Given instruction:
Pick out each line of the listing below that contains the string "flower", and copy those lines. Case counts.

Entries shown:
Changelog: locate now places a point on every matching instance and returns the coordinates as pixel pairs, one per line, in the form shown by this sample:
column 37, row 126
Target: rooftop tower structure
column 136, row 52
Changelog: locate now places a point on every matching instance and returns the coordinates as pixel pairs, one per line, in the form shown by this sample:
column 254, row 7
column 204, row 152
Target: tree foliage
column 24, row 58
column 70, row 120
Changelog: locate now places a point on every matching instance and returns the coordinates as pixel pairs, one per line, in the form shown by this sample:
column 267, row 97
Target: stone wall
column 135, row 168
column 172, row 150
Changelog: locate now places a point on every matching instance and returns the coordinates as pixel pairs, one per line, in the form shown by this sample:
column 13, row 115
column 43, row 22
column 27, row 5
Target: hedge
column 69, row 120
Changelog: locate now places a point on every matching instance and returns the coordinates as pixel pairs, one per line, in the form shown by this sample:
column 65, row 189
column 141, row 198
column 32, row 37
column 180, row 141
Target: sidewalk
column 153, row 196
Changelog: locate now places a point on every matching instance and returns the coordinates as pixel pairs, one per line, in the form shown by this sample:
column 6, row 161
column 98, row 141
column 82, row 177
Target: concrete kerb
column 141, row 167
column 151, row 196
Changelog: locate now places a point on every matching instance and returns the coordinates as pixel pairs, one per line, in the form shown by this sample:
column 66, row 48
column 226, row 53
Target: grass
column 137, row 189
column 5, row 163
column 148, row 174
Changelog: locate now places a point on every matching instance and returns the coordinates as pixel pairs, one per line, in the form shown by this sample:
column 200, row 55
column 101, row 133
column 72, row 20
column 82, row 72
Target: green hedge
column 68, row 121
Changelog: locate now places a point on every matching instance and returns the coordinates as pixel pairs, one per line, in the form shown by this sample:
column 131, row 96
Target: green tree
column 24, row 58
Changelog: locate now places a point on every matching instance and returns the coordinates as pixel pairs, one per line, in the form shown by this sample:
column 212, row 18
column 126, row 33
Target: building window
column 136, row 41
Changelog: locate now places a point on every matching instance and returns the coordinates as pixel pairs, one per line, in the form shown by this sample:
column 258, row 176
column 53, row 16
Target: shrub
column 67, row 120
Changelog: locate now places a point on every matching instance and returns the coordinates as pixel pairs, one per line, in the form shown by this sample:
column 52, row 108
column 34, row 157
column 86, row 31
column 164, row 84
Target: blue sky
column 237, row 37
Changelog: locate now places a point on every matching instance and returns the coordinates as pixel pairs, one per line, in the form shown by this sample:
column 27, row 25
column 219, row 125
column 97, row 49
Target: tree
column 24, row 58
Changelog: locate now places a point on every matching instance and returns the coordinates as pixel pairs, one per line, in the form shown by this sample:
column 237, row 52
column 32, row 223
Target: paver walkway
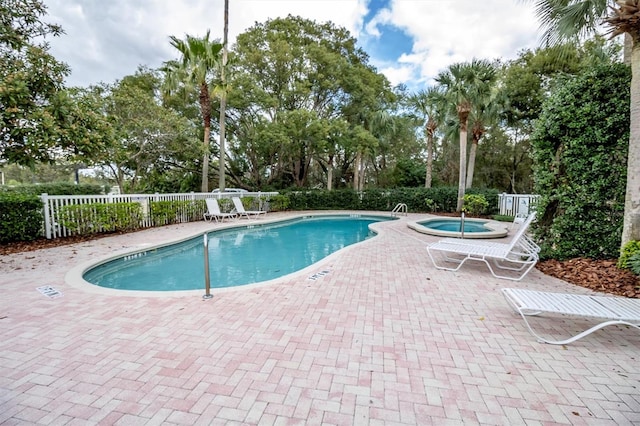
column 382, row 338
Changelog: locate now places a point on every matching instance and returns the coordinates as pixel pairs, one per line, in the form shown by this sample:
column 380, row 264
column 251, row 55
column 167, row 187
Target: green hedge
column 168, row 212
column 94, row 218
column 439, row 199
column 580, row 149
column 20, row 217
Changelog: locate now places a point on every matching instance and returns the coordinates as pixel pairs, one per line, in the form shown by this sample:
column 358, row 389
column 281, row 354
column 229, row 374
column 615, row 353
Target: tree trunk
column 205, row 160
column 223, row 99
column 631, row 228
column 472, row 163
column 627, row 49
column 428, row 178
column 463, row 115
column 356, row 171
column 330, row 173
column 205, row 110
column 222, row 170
---
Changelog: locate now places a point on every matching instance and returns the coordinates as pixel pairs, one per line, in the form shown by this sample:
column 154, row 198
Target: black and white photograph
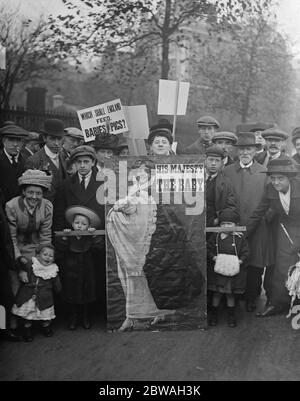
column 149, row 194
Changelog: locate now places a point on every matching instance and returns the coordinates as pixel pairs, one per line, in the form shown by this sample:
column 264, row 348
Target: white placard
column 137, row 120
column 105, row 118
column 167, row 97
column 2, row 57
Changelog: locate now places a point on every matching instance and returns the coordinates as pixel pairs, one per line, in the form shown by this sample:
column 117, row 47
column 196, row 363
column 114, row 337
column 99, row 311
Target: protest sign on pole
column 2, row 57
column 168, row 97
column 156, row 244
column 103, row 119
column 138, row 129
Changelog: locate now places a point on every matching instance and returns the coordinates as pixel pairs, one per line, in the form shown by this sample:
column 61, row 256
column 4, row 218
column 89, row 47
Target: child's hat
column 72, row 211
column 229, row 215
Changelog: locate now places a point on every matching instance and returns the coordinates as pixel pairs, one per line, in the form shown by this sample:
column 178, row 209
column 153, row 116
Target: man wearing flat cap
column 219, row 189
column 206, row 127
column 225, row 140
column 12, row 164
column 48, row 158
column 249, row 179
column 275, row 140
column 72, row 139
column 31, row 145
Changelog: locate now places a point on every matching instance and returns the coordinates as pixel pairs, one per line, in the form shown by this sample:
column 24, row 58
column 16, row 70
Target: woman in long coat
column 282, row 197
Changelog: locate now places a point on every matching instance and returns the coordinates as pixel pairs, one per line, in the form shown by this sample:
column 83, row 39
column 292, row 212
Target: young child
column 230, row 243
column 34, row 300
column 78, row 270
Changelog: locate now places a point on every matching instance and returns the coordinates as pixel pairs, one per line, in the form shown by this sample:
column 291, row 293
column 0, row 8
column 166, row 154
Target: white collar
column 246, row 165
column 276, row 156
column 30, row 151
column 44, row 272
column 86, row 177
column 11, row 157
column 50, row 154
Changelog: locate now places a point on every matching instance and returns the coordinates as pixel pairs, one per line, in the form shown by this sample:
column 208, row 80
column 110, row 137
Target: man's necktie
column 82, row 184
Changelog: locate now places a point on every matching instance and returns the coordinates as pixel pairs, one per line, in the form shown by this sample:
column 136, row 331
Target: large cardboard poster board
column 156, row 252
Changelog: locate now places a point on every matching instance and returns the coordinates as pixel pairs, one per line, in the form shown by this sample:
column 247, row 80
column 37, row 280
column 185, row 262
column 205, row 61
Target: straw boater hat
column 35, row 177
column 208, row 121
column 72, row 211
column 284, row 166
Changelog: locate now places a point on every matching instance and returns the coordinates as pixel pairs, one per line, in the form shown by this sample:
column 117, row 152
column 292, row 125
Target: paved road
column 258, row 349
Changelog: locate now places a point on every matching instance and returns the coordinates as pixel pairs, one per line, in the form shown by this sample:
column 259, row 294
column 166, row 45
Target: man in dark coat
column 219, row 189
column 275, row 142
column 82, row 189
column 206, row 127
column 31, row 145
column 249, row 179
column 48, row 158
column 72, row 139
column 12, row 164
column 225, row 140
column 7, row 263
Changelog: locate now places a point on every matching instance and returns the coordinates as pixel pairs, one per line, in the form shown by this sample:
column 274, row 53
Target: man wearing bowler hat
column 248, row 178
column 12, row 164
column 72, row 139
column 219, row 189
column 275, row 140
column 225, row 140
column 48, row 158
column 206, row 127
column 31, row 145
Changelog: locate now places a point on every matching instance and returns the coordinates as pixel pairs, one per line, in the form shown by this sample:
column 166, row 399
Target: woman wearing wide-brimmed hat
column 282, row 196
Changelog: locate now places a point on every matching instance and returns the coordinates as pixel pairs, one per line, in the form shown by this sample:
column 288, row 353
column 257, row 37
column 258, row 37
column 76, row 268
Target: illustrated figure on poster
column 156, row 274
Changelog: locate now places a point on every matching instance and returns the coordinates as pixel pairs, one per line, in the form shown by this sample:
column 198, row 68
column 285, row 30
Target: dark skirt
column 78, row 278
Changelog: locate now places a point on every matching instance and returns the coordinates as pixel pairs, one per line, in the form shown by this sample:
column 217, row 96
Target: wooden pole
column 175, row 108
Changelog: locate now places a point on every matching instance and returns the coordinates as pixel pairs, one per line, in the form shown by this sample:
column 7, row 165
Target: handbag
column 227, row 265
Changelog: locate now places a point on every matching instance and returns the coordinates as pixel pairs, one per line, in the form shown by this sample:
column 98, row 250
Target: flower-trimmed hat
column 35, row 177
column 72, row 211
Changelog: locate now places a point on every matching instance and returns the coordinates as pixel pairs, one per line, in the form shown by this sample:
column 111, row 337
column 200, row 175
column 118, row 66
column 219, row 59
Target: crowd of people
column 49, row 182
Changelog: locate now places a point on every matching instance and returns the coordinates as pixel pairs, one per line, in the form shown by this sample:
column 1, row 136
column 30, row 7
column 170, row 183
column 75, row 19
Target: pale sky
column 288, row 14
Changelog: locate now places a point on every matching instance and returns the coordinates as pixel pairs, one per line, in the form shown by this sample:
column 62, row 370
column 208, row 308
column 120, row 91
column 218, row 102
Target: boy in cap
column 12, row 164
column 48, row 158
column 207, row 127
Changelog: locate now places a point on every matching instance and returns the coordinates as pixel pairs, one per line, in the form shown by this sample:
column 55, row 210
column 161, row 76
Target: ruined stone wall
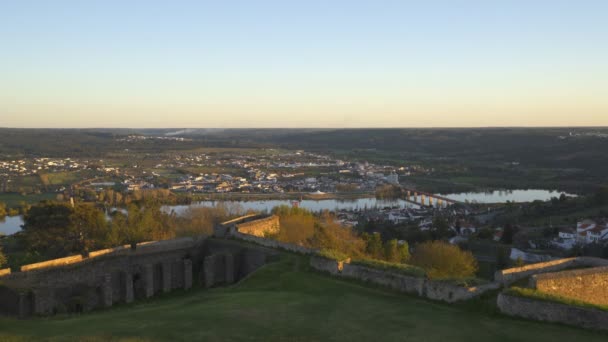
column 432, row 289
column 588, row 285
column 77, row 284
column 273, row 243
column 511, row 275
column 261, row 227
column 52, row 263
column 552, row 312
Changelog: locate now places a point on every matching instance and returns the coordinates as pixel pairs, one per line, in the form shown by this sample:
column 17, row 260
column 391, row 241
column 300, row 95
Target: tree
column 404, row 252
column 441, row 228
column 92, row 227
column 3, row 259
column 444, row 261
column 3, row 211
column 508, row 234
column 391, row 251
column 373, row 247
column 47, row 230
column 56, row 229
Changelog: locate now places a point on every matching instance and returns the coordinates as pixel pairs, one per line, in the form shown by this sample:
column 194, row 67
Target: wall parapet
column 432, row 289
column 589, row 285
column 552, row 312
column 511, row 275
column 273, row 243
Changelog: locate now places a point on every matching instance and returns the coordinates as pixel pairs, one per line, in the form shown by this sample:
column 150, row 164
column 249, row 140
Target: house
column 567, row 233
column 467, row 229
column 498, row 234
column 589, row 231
--
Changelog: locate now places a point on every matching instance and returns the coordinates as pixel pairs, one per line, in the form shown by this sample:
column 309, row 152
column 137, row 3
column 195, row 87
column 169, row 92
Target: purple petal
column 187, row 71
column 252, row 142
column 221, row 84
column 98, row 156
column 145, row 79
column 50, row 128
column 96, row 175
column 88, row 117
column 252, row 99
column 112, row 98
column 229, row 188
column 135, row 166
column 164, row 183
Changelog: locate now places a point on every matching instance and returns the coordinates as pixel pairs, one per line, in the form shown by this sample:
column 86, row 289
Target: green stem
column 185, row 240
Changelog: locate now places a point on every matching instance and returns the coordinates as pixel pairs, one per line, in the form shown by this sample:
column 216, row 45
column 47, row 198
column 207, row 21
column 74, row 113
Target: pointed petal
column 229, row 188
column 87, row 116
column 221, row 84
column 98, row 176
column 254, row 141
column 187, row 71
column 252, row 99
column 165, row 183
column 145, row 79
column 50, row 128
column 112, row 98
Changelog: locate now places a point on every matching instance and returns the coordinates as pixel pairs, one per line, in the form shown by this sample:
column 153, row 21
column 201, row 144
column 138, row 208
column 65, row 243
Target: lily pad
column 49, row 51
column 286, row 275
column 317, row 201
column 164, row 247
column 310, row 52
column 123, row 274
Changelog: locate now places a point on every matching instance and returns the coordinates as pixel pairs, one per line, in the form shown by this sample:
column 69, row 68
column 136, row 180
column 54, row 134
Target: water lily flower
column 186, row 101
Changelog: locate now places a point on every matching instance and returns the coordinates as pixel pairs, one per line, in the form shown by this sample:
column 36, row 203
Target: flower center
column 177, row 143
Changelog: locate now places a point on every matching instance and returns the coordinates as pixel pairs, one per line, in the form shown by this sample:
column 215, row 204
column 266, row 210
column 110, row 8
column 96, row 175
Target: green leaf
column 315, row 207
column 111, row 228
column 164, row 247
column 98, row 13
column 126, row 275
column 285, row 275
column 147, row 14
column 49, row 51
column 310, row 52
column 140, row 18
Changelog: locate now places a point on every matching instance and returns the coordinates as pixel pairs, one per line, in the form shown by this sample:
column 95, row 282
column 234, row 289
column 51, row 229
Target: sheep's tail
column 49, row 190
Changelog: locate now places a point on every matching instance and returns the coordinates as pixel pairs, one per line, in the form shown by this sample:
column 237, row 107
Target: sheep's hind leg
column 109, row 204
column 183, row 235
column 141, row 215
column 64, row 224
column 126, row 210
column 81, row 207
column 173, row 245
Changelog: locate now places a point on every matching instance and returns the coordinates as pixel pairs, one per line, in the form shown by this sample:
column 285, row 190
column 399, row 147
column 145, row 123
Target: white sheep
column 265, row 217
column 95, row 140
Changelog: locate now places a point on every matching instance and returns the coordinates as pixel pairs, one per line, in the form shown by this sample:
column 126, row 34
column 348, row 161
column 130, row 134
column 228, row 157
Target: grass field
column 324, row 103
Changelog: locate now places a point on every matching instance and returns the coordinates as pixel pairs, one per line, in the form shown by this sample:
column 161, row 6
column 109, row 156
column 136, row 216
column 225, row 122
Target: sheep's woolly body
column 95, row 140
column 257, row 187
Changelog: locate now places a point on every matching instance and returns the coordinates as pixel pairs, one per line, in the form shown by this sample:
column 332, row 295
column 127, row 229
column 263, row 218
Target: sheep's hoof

Solution below:
Target: flower-trimmed hat
Target: water lily flower
Target: flower center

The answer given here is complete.